▶ **Your instructions**
Only the lines from the one containing "Where can you spot the tile" through the end of the listing are to be transcribed, exactly and with both ends included.

▶ **Working data**
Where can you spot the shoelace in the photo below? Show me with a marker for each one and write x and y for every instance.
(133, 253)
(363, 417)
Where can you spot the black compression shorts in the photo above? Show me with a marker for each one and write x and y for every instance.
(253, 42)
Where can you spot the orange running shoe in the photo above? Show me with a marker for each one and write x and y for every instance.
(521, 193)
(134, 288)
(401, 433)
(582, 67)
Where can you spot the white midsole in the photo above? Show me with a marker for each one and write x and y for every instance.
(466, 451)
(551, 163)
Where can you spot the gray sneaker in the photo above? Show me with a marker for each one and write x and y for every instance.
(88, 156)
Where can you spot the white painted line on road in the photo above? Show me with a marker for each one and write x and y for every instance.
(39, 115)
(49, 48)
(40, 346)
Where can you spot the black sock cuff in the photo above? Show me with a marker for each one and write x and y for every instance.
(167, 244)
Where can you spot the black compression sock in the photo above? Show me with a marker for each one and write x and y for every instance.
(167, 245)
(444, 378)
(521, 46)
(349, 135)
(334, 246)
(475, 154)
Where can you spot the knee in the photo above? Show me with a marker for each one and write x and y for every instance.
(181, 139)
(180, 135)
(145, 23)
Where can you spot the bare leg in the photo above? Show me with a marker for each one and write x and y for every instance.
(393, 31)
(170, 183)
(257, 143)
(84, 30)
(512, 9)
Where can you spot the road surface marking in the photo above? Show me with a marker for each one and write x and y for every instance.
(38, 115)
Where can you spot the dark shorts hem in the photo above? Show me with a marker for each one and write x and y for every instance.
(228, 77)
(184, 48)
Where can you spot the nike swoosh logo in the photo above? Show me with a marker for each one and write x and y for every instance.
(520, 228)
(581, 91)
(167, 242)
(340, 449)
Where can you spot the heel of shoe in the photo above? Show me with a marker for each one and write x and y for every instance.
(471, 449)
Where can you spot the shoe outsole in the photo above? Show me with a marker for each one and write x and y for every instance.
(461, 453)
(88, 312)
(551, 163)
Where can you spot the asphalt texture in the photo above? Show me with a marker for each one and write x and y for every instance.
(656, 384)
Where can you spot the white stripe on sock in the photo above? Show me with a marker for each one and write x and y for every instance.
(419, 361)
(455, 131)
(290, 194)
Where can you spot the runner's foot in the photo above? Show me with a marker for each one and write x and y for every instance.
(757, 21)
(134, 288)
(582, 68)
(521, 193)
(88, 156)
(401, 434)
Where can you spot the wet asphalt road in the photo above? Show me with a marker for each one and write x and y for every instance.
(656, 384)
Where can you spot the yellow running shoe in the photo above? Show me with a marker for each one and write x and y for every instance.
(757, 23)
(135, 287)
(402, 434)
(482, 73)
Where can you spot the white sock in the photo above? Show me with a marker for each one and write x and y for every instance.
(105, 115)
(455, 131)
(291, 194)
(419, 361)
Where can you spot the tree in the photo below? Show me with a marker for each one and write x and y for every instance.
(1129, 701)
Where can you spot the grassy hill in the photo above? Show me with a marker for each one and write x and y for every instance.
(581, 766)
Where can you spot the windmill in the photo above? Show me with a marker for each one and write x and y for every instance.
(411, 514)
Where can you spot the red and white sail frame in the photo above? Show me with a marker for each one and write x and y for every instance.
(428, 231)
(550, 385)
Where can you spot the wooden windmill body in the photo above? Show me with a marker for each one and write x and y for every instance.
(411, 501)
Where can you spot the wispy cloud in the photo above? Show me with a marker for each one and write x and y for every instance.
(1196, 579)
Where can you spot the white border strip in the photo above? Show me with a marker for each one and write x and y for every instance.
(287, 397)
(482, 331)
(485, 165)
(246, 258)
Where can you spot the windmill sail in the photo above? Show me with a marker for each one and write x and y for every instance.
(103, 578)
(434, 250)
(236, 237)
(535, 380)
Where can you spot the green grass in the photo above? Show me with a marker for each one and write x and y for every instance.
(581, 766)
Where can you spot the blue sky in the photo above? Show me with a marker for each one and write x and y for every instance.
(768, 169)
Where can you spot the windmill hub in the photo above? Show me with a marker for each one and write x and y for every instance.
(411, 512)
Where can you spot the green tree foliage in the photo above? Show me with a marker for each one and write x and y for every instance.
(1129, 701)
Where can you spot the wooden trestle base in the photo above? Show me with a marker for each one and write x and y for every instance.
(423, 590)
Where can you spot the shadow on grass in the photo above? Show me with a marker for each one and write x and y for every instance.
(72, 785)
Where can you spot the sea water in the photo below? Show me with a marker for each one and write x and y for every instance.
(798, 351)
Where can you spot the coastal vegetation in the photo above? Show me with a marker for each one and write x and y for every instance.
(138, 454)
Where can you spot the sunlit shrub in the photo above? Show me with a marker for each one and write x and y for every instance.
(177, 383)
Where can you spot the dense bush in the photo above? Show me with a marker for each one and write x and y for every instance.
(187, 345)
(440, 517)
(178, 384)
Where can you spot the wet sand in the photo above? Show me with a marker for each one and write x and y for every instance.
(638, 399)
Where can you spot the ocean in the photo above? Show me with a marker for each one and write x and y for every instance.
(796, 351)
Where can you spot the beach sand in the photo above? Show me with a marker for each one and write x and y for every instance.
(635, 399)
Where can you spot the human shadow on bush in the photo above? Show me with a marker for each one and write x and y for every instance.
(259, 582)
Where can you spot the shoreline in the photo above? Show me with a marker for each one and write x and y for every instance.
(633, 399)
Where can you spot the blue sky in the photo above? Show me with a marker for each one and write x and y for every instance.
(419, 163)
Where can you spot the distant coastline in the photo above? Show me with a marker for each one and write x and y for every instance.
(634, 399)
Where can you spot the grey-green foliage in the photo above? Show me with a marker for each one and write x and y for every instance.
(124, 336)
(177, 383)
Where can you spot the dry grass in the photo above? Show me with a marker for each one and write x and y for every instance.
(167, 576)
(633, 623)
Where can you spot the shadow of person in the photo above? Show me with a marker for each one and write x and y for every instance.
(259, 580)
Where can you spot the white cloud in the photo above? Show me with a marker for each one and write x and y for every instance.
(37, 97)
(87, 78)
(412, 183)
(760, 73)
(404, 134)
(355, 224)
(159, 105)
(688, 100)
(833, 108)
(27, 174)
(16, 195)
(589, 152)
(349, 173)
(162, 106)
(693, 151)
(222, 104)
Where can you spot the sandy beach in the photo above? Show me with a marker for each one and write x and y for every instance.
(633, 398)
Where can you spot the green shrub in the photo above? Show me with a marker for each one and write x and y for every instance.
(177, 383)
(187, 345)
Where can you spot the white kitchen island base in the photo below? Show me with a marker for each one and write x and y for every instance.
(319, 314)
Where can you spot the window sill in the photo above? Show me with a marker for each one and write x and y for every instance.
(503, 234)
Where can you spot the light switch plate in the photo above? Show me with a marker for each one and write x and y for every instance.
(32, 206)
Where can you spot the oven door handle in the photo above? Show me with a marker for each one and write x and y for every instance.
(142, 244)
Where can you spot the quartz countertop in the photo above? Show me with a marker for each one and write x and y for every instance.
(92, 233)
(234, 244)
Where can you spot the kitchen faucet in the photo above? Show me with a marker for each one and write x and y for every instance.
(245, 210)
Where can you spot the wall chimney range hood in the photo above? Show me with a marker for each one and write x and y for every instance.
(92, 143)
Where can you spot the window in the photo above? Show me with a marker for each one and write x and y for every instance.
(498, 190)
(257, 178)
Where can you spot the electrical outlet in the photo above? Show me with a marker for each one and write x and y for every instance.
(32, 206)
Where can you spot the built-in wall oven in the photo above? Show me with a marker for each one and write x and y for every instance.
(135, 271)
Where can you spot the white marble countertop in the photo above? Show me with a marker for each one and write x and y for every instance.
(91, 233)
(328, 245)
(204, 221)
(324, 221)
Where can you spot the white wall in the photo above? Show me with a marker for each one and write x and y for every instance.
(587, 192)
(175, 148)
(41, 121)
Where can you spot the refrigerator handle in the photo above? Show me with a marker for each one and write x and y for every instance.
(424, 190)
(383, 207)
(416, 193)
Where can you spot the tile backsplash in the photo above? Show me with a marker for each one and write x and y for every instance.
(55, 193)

▶ **Written solution**
Where can you spot the tile backsplash in the photo above? Show me with a marker for each one and write x and y for every instance.
(55, 193)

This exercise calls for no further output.